▶ AUFGABEN
A - Schreib aus dem Artikel über Helmut Schmidt den Abschnitt von „Bundeskanzler Helmut Schmidt“ bis „faire solide Basis.“ wortgetreu ab.
B - Fasse den Absatz des Artikels über Helmut Schmidt, der mit „Helmut Schmidt gelte in den Augen“ beginnt, als kurze Stichpunktliste mit seinen wesentlichen Fakten zusammen.

Helmut Schmidt gelte in den Augen der Öffentlichkeit als Macher, aber er habe auch viel über Grundsätzliches nachgedacht, sagte Albrecht Müller, Schmidts Planungschef im Kanzleramt. Er könne vor und nach ihm keinen Bundeskanzler finden, der mit solcher Überzeugung grundlegende Erwägungen propagiert hat. Dazu gehöre auch seine frühe Warnung vor der Kommerzialisierung aller Lebensbereiche.

Albrecht Müller im Gespräch mit Ann-Kathrin Büüsker | 10.11.2015
    Helmut Schmidt sitzt am Schreibtisch, links hinter ihm eine Bücherwand.
    Bundeskanzler Helmut Schmidt 1976 am Schreibtisch seines neuen Arbeitszimmers im Kanzleramt in Bonn. (dpa)
    Ann-Kathrin Büüsker: Über das politische Wirken und die Person Schmidt habe ich vor dieser Sendung mit einem Mann gesprochen, der über mehrere Jahre hinweg eng mit Schmidt zusammengearbeitet hat. Albrecht Müller war von 1973 bis 1982 Planungschef im Kanzleramt, erst unter Willy Brandt, dann unter Helmut Schmidt. Und ich habe ihn gefragt, wie er Helmut Schmidt erlebt hat.
    Albrecht Müller: Ich habe ihn als angenehm erlebt. Wir waren ja nicht immer gleicher Meinung. Das war ihm auch bekannt und mir bekannt. Als Willy Brandt ging, dann haben wir überlegt. Er hat überlegt, ob er mich behalten will, und ich habe überlegt, ob ich für ihn arbeiten will. Und dann war das eine ganz faire solide Basis.
    Büüsker: Wo waren sie denn unterschiedlicher Meinung?

▶ ERFASSTE DATEN
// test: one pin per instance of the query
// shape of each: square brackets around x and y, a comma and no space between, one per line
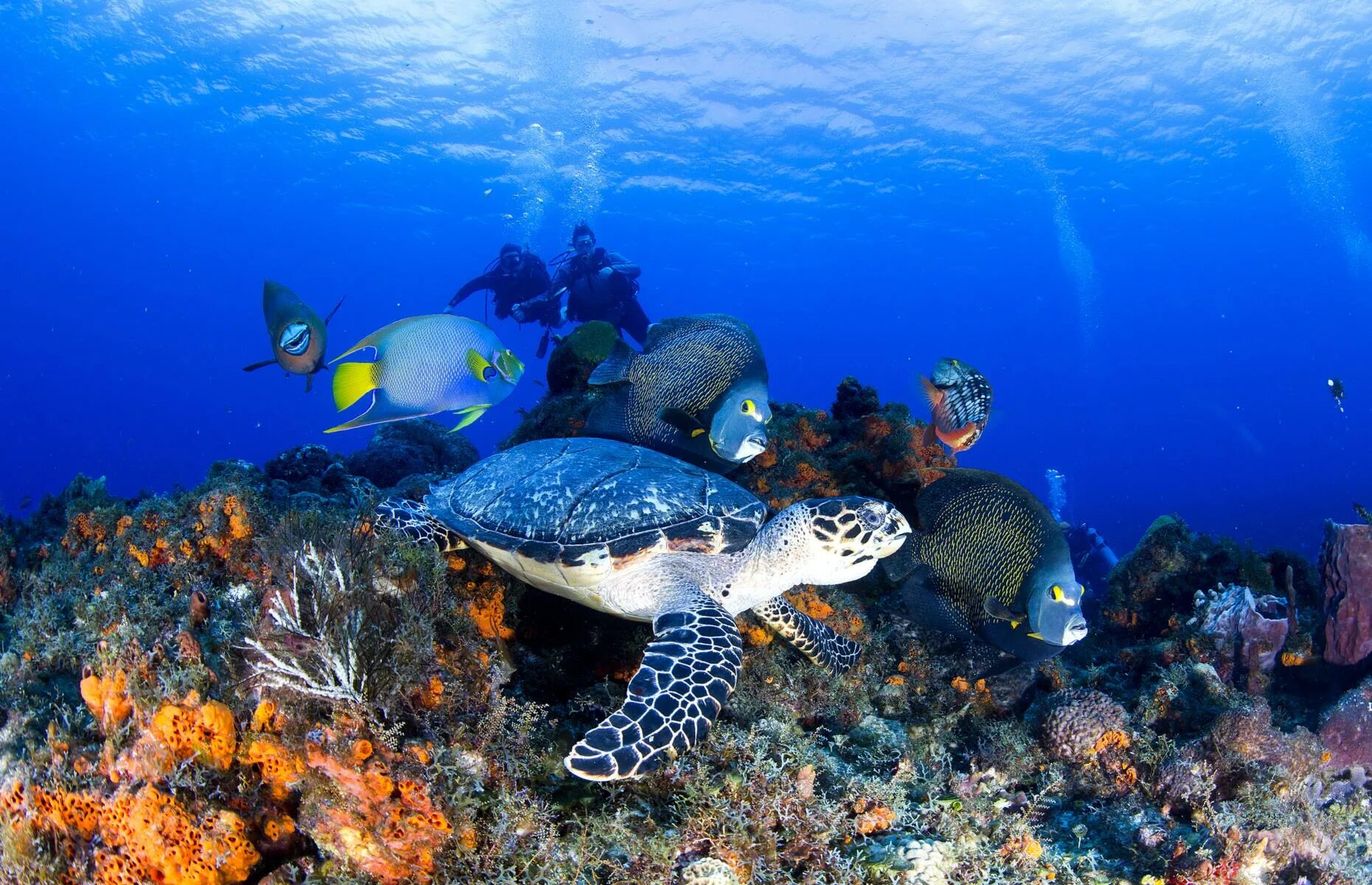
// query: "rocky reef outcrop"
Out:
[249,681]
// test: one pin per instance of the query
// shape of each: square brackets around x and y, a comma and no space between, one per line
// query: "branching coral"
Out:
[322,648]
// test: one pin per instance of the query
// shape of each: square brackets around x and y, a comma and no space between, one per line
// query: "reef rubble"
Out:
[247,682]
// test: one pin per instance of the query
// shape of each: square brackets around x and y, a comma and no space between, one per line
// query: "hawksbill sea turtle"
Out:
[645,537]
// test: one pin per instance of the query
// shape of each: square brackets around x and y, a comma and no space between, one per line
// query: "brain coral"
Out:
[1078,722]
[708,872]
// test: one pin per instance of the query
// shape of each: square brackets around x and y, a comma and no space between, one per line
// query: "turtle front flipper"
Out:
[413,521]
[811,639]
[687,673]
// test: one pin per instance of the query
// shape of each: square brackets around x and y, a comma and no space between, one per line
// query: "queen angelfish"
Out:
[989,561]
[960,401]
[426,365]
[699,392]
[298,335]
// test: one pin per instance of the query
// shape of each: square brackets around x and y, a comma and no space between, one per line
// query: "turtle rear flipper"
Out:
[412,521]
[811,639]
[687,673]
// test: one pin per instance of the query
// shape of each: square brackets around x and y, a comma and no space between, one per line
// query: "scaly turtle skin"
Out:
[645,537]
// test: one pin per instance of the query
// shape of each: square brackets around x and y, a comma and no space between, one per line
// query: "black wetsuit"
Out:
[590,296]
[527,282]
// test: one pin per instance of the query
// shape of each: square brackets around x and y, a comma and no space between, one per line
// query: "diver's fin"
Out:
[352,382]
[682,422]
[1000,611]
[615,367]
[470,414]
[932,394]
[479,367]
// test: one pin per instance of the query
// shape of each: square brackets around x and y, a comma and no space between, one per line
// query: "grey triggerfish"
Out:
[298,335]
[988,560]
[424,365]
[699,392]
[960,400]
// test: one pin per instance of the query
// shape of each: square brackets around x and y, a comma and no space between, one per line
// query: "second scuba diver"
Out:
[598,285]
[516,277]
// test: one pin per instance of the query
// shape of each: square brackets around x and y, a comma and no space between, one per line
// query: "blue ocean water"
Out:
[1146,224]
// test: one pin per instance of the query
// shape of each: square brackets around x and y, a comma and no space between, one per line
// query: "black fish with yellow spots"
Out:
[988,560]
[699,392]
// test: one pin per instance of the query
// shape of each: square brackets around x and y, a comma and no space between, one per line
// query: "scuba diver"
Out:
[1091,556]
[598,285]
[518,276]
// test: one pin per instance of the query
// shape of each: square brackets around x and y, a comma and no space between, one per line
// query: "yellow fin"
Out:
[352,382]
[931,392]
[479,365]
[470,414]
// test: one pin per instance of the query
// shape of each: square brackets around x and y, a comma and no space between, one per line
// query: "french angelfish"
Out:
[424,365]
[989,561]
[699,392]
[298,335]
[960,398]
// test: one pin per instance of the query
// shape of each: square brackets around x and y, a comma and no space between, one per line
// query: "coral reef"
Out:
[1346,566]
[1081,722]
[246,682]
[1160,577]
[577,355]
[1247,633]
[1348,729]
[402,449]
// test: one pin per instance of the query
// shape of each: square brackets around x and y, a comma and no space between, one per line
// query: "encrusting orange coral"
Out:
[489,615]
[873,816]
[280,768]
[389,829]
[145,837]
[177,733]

▶ LÖSUNGEN
A -
Bundeskanzler Helmut Schmidt 1976 am Schreibtisch seines neuen Arbeitszimmers im Kanzleramt in Bonn. (dpa)
    Ann-Kathrin Büüsker: Über das politische Wirken und die Person Schmidt habe ich vor dieser Sendung mit einem Mann gesprochen, der über mehrere Jahre hinweg eng mit Schmidt zusammengearbeitet hat. Albrecht Müller war von 1973 bis 1982 Planungschef im Kanzleramt, erst unter Willy Brandt, dann unter Helmut Schmidt. Und ich habe ihn gefragt, wie er Helmut Schmidt erlebt hat.
    Albrecht Müller: Ich habe ihn als angenehm erlebt. Wir waren ja nicht immer gleicher Meinung. Das war ihm auch bekannt und mir bekannt. Als Willy Brandt ging, dann haben wir überlegt. Er hat überlegt, ob er mich behalten will, und ich habe überlegt, ob ich für ihn arbeiten will. Und dann war das eine ganz faire solide Basis.

B -
- Schmidt galt in der Öffentlichkeit als Macher, dachte laut Albrecht Müller, seinem Planungschef im Kanzleramt, aber auch viel über Grundsätzliches nach.
- Müller kennt keinen Bundeskanzler vor oder nach Schmidt, der grundlegende Erwägungen mit solcher Überzeugung propagiert hat.
- Dazu gehört auch Schmidts frühe Warnung vor der Kommerzialisierung aller Lebensbereiche.